(Natural-language object grounding data)

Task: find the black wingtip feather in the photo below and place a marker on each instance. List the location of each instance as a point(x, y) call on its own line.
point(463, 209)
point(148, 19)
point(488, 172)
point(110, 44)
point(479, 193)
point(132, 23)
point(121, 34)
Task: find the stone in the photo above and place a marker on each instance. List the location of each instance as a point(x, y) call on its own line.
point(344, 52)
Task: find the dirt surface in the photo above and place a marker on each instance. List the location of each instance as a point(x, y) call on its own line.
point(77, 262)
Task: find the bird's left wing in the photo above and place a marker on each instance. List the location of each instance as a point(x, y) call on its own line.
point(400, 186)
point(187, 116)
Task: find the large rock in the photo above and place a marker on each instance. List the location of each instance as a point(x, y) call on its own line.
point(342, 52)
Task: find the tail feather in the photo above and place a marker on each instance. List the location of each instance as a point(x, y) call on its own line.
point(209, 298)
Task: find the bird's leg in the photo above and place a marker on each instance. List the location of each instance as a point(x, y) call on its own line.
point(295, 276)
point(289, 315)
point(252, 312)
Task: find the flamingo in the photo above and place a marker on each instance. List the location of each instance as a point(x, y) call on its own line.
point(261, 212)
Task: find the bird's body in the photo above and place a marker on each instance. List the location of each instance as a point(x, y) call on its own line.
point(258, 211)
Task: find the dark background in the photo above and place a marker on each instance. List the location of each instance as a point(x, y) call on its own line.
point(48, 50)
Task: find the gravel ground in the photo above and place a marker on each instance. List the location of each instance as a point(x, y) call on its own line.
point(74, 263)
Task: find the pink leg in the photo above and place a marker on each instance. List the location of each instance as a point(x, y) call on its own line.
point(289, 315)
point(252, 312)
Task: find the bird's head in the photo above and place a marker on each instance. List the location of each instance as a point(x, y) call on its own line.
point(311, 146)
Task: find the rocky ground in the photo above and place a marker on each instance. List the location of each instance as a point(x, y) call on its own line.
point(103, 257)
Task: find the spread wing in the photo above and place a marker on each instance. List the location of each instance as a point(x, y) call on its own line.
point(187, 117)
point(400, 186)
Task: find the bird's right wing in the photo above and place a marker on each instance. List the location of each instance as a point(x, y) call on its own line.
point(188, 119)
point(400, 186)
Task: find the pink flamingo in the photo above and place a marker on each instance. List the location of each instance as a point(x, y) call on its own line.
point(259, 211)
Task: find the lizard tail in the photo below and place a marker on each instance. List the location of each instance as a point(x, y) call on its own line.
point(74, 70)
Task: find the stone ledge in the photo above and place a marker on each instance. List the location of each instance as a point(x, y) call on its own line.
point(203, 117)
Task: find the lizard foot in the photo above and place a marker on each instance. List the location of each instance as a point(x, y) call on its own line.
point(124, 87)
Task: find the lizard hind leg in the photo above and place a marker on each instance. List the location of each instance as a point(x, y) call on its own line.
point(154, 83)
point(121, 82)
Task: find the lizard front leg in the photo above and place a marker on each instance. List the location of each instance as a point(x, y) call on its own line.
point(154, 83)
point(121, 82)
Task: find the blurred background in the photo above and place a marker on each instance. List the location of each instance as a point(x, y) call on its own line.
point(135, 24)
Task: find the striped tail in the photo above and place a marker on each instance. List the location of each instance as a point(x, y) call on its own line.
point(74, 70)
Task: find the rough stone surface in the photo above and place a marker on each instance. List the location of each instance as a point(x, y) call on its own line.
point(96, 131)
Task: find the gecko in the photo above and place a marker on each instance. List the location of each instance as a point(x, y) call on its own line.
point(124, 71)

DIRECTIONS FOR THIS TASK: Every record above belongs in the answer, reproduced exactly.

FINISHED TASK:
Task: find the black wingtip feather in the photo below and place a marker on each instance. List the location of each instance as a point(x, y) call on its own line.
point(463, 209)
point(148, 19)
point(488, 172)
point(110, 44)
point(479, 193)
point(132, 23)
point(121, 34)
Task: find the stone in the photo above and place a marker on each instance. List the location of each instance as a point(x, y) call on its own line.
point(344, 52)
Task: find the dirt surface in the photo above and place a marker on each instance. List the location of each instance as a point(x, y) call on its own line.
point(77, 262)
Task: find the bird's left wing in the photo above and place a marker on each instance. List the location of each instance as a point(x, y) call on its own line.
point(400, 186)
point(187, 116)
Task: find the large rock in the photo above and place a marker on each instance. List the location of each instance as a point(x, y) call on its own line.
point(342, 52)
Task: find the tail feather in the photo above and place a marker on each instance. List the location of each instance as a point(x, y) call on its own line.
point(209, 298)
Task: find the bird's leg in the photo above and place a marker on each instance. List the location of each instance as a point(x, y) call on its own line.
point(295, 276)
point(289, 315)
point(252, 312)
Task: find the flamingo in the photo above and place a marker on each instance. List the location of each instance as a point(x, y) call on its own line.
point(261, 212)
Task: find the bird's body in the photo above and place a marker on each instance. List the location of each instance as a point(x, y) call on its own line.
point(258, 211)
Task: find the dark background in the photo above and place a marker on each instance. List the location of each instance as a point(x, y) call on its own line.
point(48, 50)
Task: find the gravel ground in the photo above and place a marker on each instance. List the location of each instance as a point(x, y) call on its own line.
point(74, 263)
Task: find the pink leg in the photo above and place a marker on each instance. List the location of each instance as a point(x, y) call on its own line.
point(289, 315)
point(252, 312)
Task: find the bird's head in the photo above and place a marker on each instance. List the location of each instance as a point(x, y) call on its own line.
point(311, 146)
Task: find the rocky ground in the photo above and place a marker on each instance. List the location of each instance as a point(x, y) call on its own line.
point(103, 257)
Task: find the spread wing in the photo above and place a marker on each instance. List the location of each instance as a point(x, y) call on its own line.
point(187, 117)
point(400, 186)
Task: find the bird's right wing in the photo above and place a marker on each instance. List the location of each instance as a point(x, y) call on its own line.
point(188, 119)
point(400, 186)
Task: find the pink flamingo in the photo above and place a marker on each instance. List the location of each instance as a point(x, y) call on its own line.
point(259, 211)
Task: find the lizard tail in the photo below and place a marker on each instance. List the location of each instance as a point(x, y) call on its own line.
point(74, 70)
Task: find the stone ledge in the photo above and place a marker on each instance. List the location of each instance as a point(x, y) call on its own line.
point(203, 117)
Task: find the lizard foot in the photo above and place a marker on each instance. List the location of each instance as a point(x, y) call on its own line.
point(124, 87)
Task: find the lizard hind leg in the photo above and place a marker on each instance. List the location of each instance as a point(x, y) call on its own line.
point(154, 83)
point(121, 82)
Task: find the lizard front leg in the photo above and place a marker on each instance. List the location of each instance as a point(x, y) call on its own line.
point(154, 83)
point(121, 82)
Task: find the blurred background in the photo above and place a marker on each instance. List the location of each instance as a point(x, y) call on its own line.
point(135, 24)
Task: find the striped tail in the photo above and place a marker on each instance. List the location of each instance as a point(x, y) call on its own line.
point(74, 70)
Task: find the rough stone surface in the photo above and place a marker on each instance. List the location of each instance as a point(x, y) call on its own line.
point(96, 131)
Task: find the gecko in the photo above and place a marker on each instance. List the location of each instance as a point(x, y) call on its own line.
point(124, 71)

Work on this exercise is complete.